Beneath this line is the data. Output exactly the lines from the line with "Target: green lawn" to the line with "In this exercise you will annotate the grass", both ends included, and nothing more.

[Dataset records]
#####
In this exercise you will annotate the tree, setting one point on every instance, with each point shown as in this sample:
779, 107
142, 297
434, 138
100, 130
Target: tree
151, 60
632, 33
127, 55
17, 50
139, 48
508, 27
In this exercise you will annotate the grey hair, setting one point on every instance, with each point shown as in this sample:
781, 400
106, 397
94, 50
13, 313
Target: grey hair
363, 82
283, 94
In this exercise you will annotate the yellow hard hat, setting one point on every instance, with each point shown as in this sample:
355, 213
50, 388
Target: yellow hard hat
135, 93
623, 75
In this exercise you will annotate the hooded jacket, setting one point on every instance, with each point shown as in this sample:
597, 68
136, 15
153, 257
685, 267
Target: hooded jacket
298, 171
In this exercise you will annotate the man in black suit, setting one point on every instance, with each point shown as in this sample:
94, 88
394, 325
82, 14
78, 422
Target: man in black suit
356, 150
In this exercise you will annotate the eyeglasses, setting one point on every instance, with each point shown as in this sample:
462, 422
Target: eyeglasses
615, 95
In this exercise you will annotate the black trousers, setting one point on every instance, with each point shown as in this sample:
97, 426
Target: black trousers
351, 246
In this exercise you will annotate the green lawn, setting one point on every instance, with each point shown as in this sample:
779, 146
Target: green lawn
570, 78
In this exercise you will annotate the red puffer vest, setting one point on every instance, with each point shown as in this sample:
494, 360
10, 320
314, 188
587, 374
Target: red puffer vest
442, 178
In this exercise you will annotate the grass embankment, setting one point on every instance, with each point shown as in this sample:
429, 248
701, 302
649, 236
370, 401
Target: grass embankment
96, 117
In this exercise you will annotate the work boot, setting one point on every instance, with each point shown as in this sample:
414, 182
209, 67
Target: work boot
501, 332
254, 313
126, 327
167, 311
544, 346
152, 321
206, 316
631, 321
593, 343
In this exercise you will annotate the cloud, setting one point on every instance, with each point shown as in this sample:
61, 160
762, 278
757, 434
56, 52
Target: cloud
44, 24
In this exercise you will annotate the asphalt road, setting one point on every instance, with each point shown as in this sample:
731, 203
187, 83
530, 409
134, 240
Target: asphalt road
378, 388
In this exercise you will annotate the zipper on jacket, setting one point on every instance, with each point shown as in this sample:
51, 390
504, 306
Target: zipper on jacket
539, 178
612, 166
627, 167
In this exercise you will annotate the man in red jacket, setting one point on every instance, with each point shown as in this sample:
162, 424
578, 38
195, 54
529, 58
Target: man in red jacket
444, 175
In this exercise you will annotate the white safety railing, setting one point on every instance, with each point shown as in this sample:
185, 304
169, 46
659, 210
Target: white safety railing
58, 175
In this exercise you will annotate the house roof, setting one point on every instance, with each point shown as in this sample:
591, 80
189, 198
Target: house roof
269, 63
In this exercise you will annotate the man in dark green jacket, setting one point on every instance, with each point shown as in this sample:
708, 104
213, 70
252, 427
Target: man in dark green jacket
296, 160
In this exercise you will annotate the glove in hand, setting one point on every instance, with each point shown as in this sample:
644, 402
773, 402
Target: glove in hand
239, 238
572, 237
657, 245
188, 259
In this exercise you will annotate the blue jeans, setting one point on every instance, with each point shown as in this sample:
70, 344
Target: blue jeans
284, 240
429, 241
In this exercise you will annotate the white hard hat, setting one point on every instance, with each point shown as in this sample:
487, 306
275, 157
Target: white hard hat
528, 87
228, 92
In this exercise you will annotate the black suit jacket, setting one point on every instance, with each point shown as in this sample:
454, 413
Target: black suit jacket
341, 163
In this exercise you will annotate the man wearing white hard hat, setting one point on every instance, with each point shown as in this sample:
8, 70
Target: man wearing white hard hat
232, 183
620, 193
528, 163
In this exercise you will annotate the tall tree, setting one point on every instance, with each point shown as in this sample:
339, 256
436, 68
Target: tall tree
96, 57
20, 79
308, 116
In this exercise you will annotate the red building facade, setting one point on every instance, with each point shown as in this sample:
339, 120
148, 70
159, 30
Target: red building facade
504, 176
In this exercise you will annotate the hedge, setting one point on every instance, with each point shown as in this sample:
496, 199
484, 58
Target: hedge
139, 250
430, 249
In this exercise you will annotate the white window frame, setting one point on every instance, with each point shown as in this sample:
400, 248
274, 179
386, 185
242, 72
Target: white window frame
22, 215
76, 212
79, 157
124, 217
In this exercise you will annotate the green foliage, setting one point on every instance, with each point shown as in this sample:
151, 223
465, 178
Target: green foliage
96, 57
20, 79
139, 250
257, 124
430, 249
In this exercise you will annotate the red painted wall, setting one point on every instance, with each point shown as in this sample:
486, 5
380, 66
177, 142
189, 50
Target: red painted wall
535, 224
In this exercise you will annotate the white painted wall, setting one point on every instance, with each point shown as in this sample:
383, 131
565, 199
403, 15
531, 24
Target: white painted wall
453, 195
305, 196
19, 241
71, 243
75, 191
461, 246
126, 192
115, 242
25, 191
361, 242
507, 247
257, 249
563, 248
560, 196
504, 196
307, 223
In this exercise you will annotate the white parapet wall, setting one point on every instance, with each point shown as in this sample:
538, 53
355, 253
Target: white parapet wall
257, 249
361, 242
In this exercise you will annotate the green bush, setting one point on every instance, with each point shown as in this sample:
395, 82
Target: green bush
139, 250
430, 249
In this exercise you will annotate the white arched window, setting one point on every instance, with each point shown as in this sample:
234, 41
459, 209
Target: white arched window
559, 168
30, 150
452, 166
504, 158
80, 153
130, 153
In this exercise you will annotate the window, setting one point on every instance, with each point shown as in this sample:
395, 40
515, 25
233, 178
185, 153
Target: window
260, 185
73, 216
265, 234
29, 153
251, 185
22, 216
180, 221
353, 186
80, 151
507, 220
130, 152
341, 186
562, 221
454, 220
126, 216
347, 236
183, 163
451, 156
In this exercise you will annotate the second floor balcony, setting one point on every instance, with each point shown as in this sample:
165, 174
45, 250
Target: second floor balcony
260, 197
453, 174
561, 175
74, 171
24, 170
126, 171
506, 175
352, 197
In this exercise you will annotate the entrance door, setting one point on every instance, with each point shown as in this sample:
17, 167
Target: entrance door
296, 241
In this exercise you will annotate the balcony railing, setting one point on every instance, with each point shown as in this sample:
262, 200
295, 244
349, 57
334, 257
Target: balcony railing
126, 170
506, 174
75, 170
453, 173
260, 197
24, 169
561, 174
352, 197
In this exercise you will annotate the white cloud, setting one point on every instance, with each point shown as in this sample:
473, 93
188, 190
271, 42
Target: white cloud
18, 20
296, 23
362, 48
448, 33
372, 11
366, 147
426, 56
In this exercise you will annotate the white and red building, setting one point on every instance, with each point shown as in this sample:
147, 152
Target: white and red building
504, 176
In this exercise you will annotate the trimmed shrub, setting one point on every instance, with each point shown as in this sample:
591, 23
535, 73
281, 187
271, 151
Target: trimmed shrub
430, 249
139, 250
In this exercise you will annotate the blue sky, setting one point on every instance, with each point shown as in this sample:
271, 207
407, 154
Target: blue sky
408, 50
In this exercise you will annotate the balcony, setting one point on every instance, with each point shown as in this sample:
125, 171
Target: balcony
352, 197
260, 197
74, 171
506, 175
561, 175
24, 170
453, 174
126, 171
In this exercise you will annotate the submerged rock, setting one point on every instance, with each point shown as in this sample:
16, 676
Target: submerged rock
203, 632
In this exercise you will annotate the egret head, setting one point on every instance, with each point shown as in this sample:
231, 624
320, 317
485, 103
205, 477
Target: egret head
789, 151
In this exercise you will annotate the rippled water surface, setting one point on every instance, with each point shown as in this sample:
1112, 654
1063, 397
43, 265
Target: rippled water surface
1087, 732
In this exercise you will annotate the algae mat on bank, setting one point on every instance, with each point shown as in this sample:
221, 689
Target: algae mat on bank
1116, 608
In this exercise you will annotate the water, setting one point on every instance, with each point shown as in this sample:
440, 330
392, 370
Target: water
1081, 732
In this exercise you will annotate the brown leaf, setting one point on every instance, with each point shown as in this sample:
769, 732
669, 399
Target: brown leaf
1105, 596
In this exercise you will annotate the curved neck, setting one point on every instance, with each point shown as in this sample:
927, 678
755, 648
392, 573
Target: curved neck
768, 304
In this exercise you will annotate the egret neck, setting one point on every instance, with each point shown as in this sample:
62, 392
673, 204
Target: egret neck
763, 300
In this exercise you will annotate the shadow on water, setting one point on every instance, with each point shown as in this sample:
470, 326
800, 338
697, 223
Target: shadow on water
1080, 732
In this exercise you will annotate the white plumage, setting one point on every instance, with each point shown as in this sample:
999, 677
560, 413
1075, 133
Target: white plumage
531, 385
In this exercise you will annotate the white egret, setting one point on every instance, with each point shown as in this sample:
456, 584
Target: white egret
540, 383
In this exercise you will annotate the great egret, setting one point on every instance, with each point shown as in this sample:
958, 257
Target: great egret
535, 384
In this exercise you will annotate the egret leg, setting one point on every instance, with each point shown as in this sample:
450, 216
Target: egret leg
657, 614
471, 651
#####
### RESPONSE TO THIS EXERCISE
Target: green lawn
570, 78
In this exercise you will annotate the red puffer vest, setting one point on every instance, with each point shown as in this sample:
494, 360
10, 320
314, 188
587, 374
Target: red puffer vest
442, 178
In this exercise you will annotate the grass embankment, setting one point on every instance, with each point shown as in this sample:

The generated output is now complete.